» **Problem statement**: Exactly reproduce each of the entries shown below.

» **Records supplied**:
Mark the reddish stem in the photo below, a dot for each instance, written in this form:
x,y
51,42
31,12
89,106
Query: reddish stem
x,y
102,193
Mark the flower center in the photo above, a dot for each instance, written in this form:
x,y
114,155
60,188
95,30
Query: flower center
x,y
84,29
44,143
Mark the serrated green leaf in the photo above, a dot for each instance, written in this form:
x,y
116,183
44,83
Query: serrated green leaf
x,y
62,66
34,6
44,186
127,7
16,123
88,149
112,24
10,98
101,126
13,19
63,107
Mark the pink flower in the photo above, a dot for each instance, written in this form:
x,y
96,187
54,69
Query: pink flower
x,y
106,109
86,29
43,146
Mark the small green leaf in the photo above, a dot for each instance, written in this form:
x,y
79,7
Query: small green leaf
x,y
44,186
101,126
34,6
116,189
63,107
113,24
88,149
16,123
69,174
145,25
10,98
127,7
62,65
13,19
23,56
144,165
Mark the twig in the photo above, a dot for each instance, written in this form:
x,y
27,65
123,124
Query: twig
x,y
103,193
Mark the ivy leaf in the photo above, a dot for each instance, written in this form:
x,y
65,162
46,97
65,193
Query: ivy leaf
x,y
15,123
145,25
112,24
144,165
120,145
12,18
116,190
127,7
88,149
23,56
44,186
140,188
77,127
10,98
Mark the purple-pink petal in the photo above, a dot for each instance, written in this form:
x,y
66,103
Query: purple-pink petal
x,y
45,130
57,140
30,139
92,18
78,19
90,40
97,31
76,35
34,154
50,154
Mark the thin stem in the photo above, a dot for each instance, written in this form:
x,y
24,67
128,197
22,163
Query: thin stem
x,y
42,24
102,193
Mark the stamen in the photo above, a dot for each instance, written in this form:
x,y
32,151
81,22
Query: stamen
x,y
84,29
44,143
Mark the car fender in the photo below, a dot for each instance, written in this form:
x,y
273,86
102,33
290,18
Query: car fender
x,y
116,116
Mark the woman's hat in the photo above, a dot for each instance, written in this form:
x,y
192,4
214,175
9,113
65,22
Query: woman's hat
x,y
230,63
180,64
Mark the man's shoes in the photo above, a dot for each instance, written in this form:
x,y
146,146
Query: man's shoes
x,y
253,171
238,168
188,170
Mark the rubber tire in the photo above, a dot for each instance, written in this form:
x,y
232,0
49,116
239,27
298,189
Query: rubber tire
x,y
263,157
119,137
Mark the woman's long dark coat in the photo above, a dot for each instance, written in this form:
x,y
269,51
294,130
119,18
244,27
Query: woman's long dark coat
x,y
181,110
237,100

» **Problem solution**:
Mark the reddish stem in the photo below, a dot for each instance, written in this form:
x,y
51,42
31,12
89,106
Query: reddish stem
x,y
102,193
Mark the flower center in the photo above, a dot for each instance, written in this form:
x,y
114,155
60,188
95,30
Query: flower center
x,y
84,29
44,143
Mark the serrated green leaf in the photo above, a dot for each instance, written in this form:
x,y
116,183
44,83
Query: serrated green leaf
x,y
62,66
34,6
44,186
127,7
16,123
88,149
112,24
10,98
101,126
13,19
63,107
Mark the pink flower in the photo above, a dot for each instance, written in this form:
x,y
96,187
54,69
Query: pink flower
x,y
106,109
86,29
43,146
Mark the small green leaf in the photo above, a dot for each instance, written in this form:
x,y
79,7
Query: small green leaf
x,y
44,186
101,126
34,6
116,189
63,107
113,24
88,149
16,123
69,174
145,25
10,98
127,7
62,65
13,19
23,56
144,165
Mark the twig in the photo above, a dot for each instance, written in this form:
x,y
27,65
123,124
Query: twig
x,y
103,193
Mark the ivy leaf in the photo above, a dot for each instance, written in this form:
x,y
65,162
46,97
65,193
Query: ivy leaf
x,y
15,123
145,25
112,24
144,165
120,145
12,18
116,190
127,7
88,149
23,56
44,186
140,188
77,127
10,98
Mark the purple-pink petal in the photo above, a dot for each instance, written in this form:
x,y
66,103
Query: purple-pink petal
x,y
45,130
57,140
30,139
92,18
78,19
90,40
97,31
76,35
34,154
50,154
Mark the thin stem in the photo above, a dot for each instance, written in this form:
x,y
24,67
128,197
22,163
Query: thin stem
x,y
42,24
102,193
Mark the stamen in the photo above, a dot for each instance, written in this form:
x,y
32,151
81,22
Query: stamen
x,y
84,29
44,143
Mark the car fender in the photo below, a dot for each instance, written in this form:
x,y
273,86
102,33
290,18
Query: car fender
x,y
116,116
Mark the woman's hat in the photo above, a dot for each instance, written in this form:
x,y
192,4
214,175
9,113
65,22
Query: woman's hat
x,y
230,63
180,64
Mark the man's shoes in the photo above, a dot for each instance, written in this form:
x,y
146,146
Query: man's shoes
x,y
253,171
238,168
188,170
Mark the rubber tire in the photo above, a dot for each instance, written in this form:
x,y
232,0
49,116
239,27
298,189
Query: rubber tire
x,y
263,157
119,137
Mark the woman's long dark coat in the photo above, a dot for each instance, written in this form:
x,y
269,51
294,130
119,18
244,27
Query: woman's long dark coat
x,y
181,110
237,100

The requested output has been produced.